- _Brief 1_: Please say whether each statement agrees with the trouser-price thread, answering yes or no and quoting the words of the thread that decide it: (a) The sale price of the pants was $250. (b) Danny calls English American in Westminster, MD an expensive shop. (c) peterc paid $428.00 for trousers at Paul Stuart.
- _Brief 2_: Reproduce the passage of the trouser-price thread that begins at the words "With the exception" and stops after "multiples of that.".
- _Brief 3_: List every username in the post headings of the trouser-price thread, where each name is followed by a date in parentheses.

That is a fantastic point, so I am a bit at fault, I suppose.

As for buying a $350 pair of pants OTR, please note that I did not. The sale price was $250, which is my upper limit. Also, I feel that I can splurge every once in a while given that all my best suits are about $120, fresh from the Trad Thrift Exchange (it's name be praised).


----------



## C. Sharp (Dec 18, 2008)

Finding out that the trousers were in a super #, I understand your orginal post better. I would agree that the the supers are not the best chioce of fabric for Cavalry twills or flannel odd trousers for the traditionalist.



Urbnhautebourg said:


> That is a fantastic point, so I am a bit at fault, I suppose.
> 
> As for buying a $350 pair of pants OTR, please note that I did not. The sale price was $250, which is my upper limit. Also, I feel that I can splurge every once in a while given that all my best suits are about $120, fresh from the Trad Thrift Exchange (it's name be praised).


----------



## Flanderian (Apr 30, 2008)

hockeyinsider said:


> J. Press is probably better than Brooks Brothers at the moment, but the price is incredibly inflated for what it is.


With the exception of some _last-of-the-Mohicans_ family owned and run retailers, such as O'Connell's, you have the same B-school grads running all of them. And what they are taught is that the easiest way to make more money is to offer less for more. The standard mark-up from wholesale on men's wear used to be 100%. I would be surprised if now it isn't often multiples of that.

It is common for them to have little knowledge of the merchandise they sell, and they often wouldn't understand subtle, or even gross differences in quality of individual items. Their focus is entirely financial, and they are only interested in prices; what they can buy it for, and what they think they can sell it for. In their world, it's not about quality, tradition or style, it's only about brand.


----------



## 127.72 MHz (Feb 16, 2007)

Cowtown said:


> It is a steep price, but I did pay that for some Ben Silver gabardine trousers and I could not be happier. The fit is perfect for me and the fabric is superb.


Ben Silver will never know how much influence they've had in me having more of my clothing Tailor made. My last Holland and Sherry suit I had made with two pairs of trousers came in at about the same cost as one of Ben Silver's Southwick made, (I believe) suits.


----------



## Danny (Mar 24, 2005)

Jovan said:


> Who would you suggest for affordable MTM, MTO, and bespoke?


English American here in Westminster, MD is a pretty reasonable MTM shop.


----------



## peterc (Oct 25, 2007)

Topsider said:


> Who pays $350 for OTR trousers...? That's just insane.


Well, I was quite happy to pay $428.00 for OTR wool twill trousers at Paul Stuart last year. Forward pleats and side tabs. They are flawless in every way I expected them to be.

- _Source material_:
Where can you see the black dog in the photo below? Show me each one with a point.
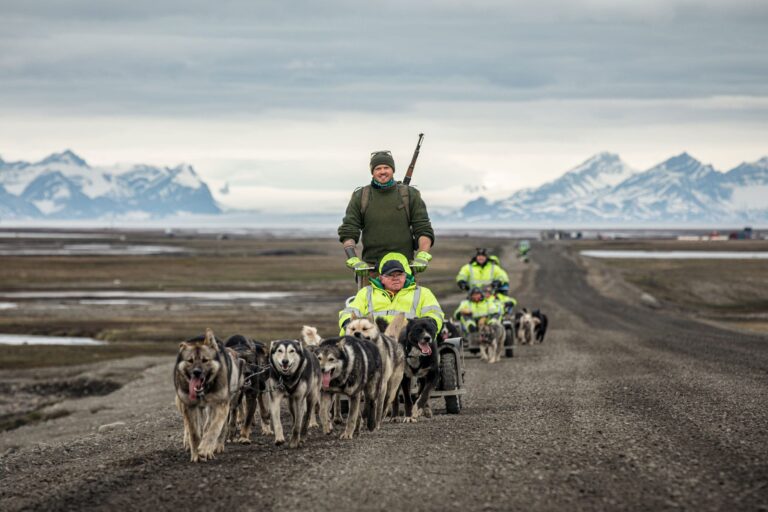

- _Result 1_:
(a) Yes: "The sale price was $250, which is my upper limit."
(b) No: "English American here in Westminster, MD is a pretty reasonable MTM shop."
(c) Yes: "I was quite happy to pay $428.00 for OTR wool twill trousers at Paul Stuart last year."

- _Result 2_:
With the exception of some _last-of-the-Mohicans_ family owned and run retailers, such as O'Connell's, you have the same B-school grads running all of them. And what they are taught is that the easiest way to make more money is to offer less for more. The standard mark-up from wholesale on men's wear used to be 100%. I would be surprised if now it isn't often multiples of that.

- _Result 3_:
C. Sharp
Flanderian
127.72 MHz
Danny
peterc